Passage provided START

I argued that shares in the nation's second largest bank by assets have been trading for a large discount to book value since the financial crisis because of its toxic loan portfolio, exposure to liability related to the Countrywide Financial acquisition, and the need to buttress regulatory capital. But because these three things seem now to be under control, I believe its share price will continue to reflect the improvement -- and particularly once it's given the go-ahead to raise its dividend payout.
In response, I got a number of comments from readers. But unlike the typical response that disparages my opinion or analysis, the vast majority homed in on one thing: B of A's customer service.
Take this response from Colinnyc:
Forget about the financials: what's more significant is [B of A]'s toxic culture. The bank always has treated its customers poorly -- first with nickel and dime fees, a champion of uncompetitive rates, and wretched customer service. The uncaring face the bank presents to its customers and whether or not it take serious steps to improve that profile is the real stress test.
Virtually everyone I know left [B of A] long before Occupy Wall Street.

Passage provided END
Dataset content START

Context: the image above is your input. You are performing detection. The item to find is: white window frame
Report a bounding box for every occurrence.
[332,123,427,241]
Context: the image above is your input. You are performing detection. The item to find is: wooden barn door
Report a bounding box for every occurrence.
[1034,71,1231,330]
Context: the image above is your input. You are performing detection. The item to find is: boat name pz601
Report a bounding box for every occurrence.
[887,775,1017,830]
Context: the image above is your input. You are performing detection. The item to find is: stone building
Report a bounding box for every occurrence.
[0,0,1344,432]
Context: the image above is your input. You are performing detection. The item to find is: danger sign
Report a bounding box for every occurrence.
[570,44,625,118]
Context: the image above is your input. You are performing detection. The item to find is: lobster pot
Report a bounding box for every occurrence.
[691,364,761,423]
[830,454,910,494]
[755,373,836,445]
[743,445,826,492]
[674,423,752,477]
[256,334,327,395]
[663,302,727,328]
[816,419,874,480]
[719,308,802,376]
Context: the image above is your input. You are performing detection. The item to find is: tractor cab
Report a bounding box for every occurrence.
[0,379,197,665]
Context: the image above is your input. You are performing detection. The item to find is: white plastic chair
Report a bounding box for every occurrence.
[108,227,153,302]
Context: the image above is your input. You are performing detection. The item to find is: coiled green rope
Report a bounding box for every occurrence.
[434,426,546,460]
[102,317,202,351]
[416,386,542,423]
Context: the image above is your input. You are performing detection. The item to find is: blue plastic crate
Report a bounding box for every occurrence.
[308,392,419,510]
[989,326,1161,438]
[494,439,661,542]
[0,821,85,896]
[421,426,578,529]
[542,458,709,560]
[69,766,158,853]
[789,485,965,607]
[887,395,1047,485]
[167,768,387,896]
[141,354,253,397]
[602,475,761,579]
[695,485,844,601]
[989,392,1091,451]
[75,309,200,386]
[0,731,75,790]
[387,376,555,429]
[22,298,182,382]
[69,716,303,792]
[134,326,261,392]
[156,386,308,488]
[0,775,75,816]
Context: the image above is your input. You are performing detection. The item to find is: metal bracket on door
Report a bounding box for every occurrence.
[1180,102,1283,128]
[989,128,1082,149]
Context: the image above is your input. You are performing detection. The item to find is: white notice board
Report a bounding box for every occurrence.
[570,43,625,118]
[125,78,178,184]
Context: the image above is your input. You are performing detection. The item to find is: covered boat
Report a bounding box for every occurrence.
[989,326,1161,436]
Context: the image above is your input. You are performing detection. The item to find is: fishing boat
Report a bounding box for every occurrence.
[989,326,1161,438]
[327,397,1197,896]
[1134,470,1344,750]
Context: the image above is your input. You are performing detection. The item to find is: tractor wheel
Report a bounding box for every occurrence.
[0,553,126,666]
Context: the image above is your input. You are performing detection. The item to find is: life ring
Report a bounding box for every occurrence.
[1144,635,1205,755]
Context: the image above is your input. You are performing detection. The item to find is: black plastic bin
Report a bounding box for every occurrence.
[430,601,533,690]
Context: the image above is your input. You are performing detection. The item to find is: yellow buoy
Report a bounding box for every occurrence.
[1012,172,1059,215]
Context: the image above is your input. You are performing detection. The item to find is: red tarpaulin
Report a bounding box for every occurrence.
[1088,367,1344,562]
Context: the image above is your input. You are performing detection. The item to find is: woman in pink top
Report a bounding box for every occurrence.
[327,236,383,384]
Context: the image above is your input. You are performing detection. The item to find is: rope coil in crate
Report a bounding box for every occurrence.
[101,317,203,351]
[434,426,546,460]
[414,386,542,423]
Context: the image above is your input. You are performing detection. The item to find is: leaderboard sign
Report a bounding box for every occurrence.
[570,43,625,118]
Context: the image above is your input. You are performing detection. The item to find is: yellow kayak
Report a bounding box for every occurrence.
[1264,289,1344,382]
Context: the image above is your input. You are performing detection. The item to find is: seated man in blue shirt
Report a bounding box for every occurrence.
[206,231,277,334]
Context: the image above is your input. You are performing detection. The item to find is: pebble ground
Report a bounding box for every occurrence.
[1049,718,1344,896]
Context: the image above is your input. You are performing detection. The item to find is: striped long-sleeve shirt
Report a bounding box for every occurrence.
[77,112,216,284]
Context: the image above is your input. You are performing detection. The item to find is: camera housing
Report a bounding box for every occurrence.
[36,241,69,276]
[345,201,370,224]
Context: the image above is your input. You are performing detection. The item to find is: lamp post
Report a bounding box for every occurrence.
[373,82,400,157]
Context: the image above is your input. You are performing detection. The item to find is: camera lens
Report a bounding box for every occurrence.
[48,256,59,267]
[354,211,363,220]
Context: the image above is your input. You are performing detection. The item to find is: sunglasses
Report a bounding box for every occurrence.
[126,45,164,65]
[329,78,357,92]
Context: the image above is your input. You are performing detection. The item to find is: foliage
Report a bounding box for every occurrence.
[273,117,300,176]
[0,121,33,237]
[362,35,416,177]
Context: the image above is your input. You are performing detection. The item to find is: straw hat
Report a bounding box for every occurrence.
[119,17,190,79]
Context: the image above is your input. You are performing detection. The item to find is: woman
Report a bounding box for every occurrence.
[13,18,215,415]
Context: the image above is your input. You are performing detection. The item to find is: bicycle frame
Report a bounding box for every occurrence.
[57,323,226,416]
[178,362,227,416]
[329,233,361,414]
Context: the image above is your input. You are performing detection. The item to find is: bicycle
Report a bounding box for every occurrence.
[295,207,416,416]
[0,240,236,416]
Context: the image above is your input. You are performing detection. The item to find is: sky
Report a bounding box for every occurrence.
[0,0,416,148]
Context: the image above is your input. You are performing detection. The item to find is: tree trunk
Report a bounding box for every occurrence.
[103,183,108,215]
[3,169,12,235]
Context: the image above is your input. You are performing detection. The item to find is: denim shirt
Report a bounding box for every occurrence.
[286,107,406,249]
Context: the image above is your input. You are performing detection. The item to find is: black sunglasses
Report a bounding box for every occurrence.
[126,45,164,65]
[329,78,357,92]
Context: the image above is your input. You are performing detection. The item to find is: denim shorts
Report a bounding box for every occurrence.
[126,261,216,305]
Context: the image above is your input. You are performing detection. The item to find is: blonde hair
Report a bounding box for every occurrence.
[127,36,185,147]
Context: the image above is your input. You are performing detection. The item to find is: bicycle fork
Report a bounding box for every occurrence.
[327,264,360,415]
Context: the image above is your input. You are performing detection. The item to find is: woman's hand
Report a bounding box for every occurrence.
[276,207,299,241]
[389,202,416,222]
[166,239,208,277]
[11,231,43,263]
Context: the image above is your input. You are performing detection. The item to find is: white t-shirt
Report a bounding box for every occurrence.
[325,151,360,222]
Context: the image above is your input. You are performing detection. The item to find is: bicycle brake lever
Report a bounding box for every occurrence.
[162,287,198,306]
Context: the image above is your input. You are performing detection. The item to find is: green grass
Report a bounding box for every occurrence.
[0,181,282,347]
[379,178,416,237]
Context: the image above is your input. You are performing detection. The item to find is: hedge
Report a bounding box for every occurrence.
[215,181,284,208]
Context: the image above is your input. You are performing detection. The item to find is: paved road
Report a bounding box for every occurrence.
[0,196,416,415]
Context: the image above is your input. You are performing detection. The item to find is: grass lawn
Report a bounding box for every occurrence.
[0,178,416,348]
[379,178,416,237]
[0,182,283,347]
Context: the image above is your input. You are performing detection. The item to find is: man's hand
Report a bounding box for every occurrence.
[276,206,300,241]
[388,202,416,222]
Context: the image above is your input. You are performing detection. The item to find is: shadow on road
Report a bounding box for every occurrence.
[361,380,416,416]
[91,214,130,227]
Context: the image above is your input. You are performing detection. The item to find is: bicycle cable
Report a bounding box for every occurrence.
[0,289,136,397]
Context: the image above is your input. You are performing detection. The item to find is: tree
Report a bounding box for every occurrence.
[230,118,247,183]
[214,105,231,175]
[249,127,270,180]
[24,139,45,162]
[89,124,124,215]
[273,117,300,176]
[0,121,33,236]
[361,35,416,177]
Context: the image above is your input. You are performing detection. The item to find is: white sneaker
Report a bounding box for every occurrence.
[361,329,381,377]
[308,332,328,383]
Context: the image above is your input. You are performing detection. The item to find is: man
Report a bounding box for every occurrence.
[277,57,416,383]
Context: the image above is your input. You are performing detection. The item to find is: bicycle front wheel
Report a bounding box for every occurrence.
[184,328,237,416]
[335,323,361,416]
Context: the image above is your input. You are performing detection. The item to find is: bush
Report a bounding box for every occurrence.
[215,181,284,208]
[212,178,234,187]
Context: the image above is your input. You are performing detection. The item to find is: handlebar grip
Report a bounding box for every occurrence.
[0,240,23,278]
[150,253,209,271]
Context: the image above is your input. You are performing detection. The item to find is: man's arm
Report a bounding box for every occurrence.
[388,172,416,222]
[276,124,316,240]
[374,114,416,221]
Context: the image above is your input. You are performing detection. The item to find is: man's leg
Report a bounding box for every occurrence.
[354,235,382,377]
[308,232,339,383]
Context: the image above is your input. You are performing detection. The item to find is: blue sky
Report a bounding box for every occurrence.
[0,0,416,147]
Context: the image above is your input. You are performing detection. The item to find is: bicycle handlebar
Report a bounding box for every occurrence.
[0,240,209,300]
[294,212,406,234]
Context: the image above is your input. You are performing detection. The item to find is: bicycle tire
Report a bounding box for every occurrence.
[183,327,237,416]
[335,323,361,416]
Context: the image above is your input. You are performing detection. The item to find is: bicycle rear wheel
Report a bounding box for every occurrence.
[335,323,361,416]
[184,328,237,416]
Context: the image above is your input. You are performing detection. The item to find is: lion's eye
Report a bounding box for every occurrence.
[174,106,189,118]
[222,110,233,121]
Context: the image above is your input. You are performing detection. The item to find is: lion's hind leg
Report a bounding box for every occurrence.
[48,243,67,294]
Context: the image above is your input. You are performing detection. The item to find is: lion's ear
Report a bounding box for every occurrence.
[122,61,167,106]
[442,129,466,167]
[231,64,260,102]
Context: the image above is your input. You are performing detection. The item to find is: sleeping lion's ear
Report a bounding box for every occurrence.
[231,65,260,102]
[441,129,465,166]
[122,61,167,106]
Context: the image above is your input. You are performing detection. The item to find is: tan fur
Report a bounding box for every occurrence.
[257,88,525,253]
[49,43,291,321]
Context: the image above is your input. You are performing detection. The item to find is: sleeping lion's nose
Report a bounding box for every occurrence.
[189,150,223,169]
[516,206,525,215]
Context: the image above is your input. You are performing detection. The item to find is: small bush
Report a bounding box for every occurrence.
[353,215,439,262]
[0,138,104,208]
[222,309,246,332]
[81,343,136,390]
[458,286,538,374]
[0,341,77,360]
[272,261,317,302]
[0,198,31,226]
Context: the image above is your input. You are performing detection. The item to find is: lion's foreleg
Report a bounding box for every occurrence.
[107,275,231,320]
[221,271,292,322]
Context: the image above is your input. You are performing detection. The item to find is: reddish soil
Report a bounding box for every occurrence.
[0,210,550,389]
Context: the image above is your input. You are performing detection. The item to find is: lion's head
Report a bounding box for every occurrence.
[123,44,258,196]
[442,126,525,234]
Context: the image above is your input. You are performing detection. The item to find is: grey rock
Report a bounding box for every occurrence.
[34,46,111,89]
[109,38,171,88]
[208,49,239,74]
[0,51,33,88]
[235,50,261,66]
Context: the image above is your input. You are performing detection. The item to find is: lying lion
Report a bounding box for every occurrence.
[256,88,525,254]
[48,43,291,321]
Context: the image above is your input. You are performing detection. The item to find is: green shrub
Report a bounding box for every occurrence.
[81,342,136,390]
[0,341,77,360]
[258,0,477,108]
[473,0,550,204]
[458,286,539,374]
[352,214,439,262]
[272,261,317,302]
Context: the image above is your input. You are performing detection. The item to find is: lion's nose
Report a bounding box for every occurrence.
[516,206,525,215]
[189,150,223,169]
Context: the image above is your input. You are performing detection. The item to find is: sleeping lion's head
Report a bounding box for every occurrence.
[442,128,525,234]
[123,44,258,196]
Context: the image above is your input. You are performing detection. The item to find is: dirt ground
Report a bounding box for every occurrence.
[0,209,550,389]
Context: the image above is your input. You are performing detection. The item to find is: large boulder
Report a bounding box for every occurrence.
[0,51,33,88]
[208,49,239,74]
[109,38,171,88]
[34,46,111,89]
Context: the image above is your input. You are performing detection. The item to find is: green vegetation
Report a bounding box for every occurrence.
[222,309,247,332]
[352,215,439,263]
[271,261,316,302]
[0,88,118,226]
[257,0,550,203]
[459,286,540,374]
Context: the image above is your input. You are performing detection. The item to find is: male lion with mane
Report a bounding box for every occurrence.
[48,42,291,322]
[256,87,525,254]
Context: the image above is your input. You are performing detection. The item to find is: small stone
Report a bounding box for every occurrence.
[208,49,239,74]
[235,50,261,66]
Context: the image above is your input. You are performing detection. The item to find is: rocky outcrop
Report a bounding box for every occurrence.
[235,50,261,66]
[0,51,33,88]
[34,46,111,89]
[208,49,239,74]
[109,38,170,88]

Dataset content END

Exercise: Please decide whether each statement agrees with the passage about B of A, answering yes or no and quoting the words from the passage that settle it: (a) Most readers who commented focused on the bank's customer service. (b) The writer expects the bank's share price to fall. (c) Colinnyc says the bank has treated its customers well.

Written answer:
(a) Yes: "the vast majority homed in on one thing: B of A's customer service."
(b) No: "I believe its share price will continue to reflect the improvement"
(c) No: "The bank always has treated its customers poorly"